Exercise details - Copy out every line in the records below that contains the word "camera", keeping each line unchanged and in its original order.

#####

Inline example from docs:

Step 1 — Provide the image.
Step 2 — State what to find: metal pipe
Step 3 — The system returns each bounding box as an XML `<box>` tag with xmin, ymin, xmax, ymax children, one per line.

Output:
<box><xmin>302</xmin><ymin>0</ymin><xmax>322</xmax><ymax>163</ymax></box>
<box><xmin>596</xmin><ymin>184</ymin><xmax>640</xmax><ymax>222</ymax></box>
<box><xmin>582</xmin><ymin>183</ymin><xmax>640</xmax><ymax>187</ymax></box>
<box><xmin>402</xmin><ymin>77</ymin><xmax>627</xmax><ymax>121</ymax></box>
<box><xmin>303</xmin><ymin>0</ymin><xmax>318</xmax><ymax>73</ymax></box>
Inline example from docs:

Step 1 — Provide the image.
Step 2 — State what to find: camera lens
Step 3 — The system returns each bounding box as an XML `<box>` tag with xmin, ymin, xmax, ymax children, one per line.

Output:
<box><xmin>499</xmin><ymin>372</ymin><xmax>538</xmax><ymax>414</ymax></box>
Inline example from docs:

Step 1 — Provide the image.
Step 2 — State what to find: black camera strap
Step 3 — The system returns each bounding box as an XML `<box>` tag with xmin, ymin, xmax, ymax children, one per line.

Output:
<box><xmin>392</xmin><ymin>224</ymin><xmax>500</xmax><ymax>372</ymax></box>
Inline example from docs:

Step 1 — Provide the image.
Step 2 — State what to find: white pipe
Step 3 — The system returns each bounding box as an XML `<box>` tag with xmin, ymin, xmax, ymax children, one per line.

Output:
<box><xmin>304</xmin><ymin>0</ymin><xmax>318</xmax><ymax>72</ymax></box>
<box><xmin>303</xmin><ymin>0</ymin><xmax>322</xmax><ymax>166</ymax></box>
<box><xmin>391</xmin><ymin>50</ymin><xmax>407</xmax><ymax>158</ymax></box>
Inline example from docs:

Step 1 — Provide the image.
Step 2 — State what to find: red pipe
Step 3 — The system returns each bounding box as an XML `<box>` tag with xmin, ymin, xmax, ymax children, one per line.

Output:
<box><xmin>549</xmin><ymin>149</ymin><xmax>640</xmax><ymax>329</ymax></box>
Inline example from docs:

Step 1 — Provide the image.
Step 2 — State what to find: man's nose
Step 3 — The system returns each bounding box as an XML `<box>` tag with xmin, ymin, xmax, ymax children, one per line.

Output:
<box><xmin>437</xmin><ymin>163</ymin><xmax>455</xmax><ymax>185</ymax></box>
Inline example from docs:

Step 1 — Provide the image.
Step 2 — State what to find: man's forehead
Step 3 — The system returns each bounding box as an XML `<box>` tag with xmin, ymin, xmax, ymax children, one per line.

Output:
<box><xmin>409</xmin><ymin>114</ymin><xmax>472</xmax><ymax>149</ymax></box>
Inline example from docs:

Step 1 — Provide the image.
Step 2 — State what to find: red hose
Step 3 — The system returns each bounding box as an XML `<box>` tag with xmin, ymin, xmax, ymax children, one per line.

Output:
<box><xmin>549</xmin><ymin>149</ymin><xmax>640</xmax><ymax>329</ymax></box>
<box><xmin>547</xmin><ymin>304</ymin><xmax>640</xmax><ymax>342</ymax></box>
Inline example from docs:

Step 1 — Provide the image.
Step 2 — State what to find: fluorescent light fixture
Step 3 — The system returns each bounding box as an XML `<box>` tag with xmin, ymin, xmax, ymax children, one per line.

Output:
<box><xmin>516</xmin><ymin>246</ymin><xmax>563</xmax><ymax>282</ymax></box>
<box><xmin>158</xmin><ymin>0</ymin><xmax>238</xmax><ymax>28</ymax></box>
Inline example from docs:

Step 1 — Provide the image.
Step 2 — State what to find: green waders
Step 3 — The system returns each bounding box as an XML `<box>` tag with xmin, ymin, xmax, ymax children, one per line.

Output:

#####

Task output -
Step 2 — State what to find: camera lens
Step 2 — State what to find: black camera strap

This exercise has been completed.